▶ _Zadania do wykonania_
A. Przepisz dosłownie część podanego fragmentu, która zaczyna się od słów zawierających „Temat powinien być”, a kończy na „ip 192.168.0.1 .....”.
B. Podaj jako CSV o dwóch kolumnach, tekst i wartosc, podane wiersze od pierwszego do wiersza zawierającego „pixel 43 27” włącznie: każdą treść z jej odpowiedzią w osobnym wierszu CSV, oba pola w cudzysłowach, ze znakami nowej linii zamienionymi na spacje. Obrazy pomiń.

▶ _Podany fragment_
____________
Dobra, nie rozumiem.

Jakie ip (jaka sieciowka) ma robic za bramke dla innych komputerow?

Masz modem(o-costam) ktore laczysz z komputerem przez eth0 i chcesz rozdawac internet po eth1? Jak tak, to chyba troche malo sprytnie na eth1 miec ip z tej samej puli, co eth0. I jak sprawdzasz, czy dziala? Wpinasz kabel i tyle? Jak chcesz dhcp to mergnij dnsmasq i go skonfiguruj.

----------

## bednar

oki wiec jeszcze raz

podłączam modem do karty eth0 a sieć lokalną do eth1 ...... 

  modem zw. ---------------->eth0-----------------eth1-------------------> lan

(192.168.0.1)               (192.168.0.200)     (192.168.0.205)             (192.168.0.0)

----------

## SlashBeast

No to dokladnie to co podalem, ma dzialac. Na eth1 podnosisz 192.168.69.1, a na lan rozdajesz interent z podsieci 192.168.69.0/24

----------

## bednar

no tak a jeśli modem zewnętrzny ma 192.168.69.1  to eth0 muszę ustawić 192.168.69.200 a z kolei eth1 łączący się z siecią lan ma np. 192.168.69.204

----------

## Belliash

a przypadkiem te 2 sieciowki nie powinny byc w innych podsieciach?  :Wink: 

192.168.69.X przy masce 255.255.255.0 to ta sama siec...

modem ma:  192.168.69.1 i jest podlaczony pod eth0 ktory ma np 192.168.69.200

a na eth1 masz np 192.168.1.1 co daje juz inna podsiec....

----------

## SlashBeast

Caly czas o tym mowie, a on dalej podnosi na eth1 czyli bramce dla innych komputerow ip z podsieci swojej bramki/routera.

 *bednar wrote:*   

> no tak a jeśli modem zewnętrzny ma 192.168.69.1  to eth0 muszę ustawić 192.168.69.200 a z kolei eth1 łączący się z siecią lan ma np. 192.168.69.204

 

Zdecyduj sie, mowisz, ze na na wanie masz 192.168.0.200, to Ci daje przyklad, bys na eth1 podniosl 196.168.69.1 a ty pytasz co bedzie jak na wanie bedziesz mial ipki z podsieci 196.168.69.0/24?

----------

## Bialy

Myślę, że kolega bednar nie ma zielonego pojęcia o czym się do niego rozmawia.

Temat powinien być zamknięty po tym linku.

Wątpię także by powyższy kolega rozróżniał o jaki router w linku chodzi.

----------

## bednar

a kolega bialy jak nie chce pomóc to niech nie przeszkadza.... jestem wdzięczny osobą które chcą pomóc osobom "zielonym" takim jak ja

-  mam neostradę więc modem zewnętrzny któremu nadałem numer ip 192.168.0.1 .....

- server posiada dwie karty eth0 i eth1

wiec modem skonfigurowałem i łączy się z internetem teraz podłączam go do servera i tu powstaje problem bo nie wiem zupełnie jak to poustawiać

może się mylę nadając modemowi i kartom sieciowym numer z tej samej podsieci  być może modem i eth0 mają być np. 192.168.0.0 a karta od strony lanu 192.168.1.0

----------

## Belliash

@bednar: po 1 troche grzeczniej... po 2 Bialy ma sporo racji... po tym co tutaj napisalismy do tej pory juz dawno problem powinien byc rozwiazny... Zaraz mnie zjecie ale powtorze wpis z innego watku - "Nie umiem gotowac wiec nie pcham sie do kuchni" - nie umiesz sobie poradzic z tak banalnym problemem, gdzie dostales kilka konkretnych odpowiedzi i link do dokumentacji w ktorej wszystko znajdziesz, to sobie daruj. Niczego nowego sie nie dowiesz - wiec albo masz jakies konkretne pytania odnosnie jakiegos punktu z dokumentacji ktorej pewnie nie przeczytales ze zrozumieniem albo temat do zamkniecia...

----------

## Kurt Steiner

Zamykam. Wszystko jest w podanej dokumentacji.

----------
____________
▶ _Podane wiersze_
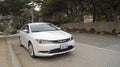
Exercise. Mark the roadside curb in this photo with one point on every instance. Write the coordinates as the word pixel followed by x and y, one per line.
pixel 13 58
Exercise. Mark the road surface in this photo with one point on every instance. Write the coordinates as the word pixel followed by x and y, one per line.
pixel 91 50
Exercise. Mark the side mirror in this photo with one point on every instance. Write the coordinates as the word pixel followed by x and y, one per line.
pixel 59 28
pixel 25 30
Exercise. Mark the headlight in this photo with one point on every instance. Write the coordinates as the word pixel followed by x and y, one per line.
pixel 43 41
pixel 71 38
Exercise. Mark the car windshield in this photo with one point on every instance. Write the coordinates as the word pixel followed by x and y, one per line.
pixel 43 27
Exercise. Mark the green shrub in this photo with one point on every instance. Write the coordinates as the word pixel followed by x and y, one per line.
pixel 1 27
____________
▶ _Wyniki_
A.
Temat powinien być zamknięty po tym linku.

Wątpię także by powyższy kolega rozróżniał o jaki router w linku chodzi.

----------

## bednar

a kolega bialy jak nie chce pomóc to niech nie przeszkadza.... jestem wdzięczny osobą które chcą pomóc osobom "zielonym" takim jak ja

-  mam neostradę więc modem zewnętrzny któremu nadałem numer ip 192.168.0.1 .....

B.
tekst,wartosc
"Exercise. Mark the roadside curb in this photo with one point on every instance. Write the coordinates as the word pixel followed by x and y, one per line.","pixel 13 58"
"Exercise. Mark the road surface in this photo with one point on every instance. Write the coordinates as the word pixel followed by x and y, one per line.","pixel 91 50"
"Exercise. Mark the side mirror in this photo with one point on every instance. Write the coordinates as the word pixel followed by x and y, one per line.","pixel 59 28 pixel 25 30"
"Exercise. Mark the headlight in this photo with one point on every instance. Write the coordinates as the word pixel followed by x and y, one per line.","pixel 43 41 pixel 71 38"
"Exercise. Mark the car windshield in this photo with one point on every instance. Write the coordinates as the word pixel followed by x and y, one per line.","pixel 43 27"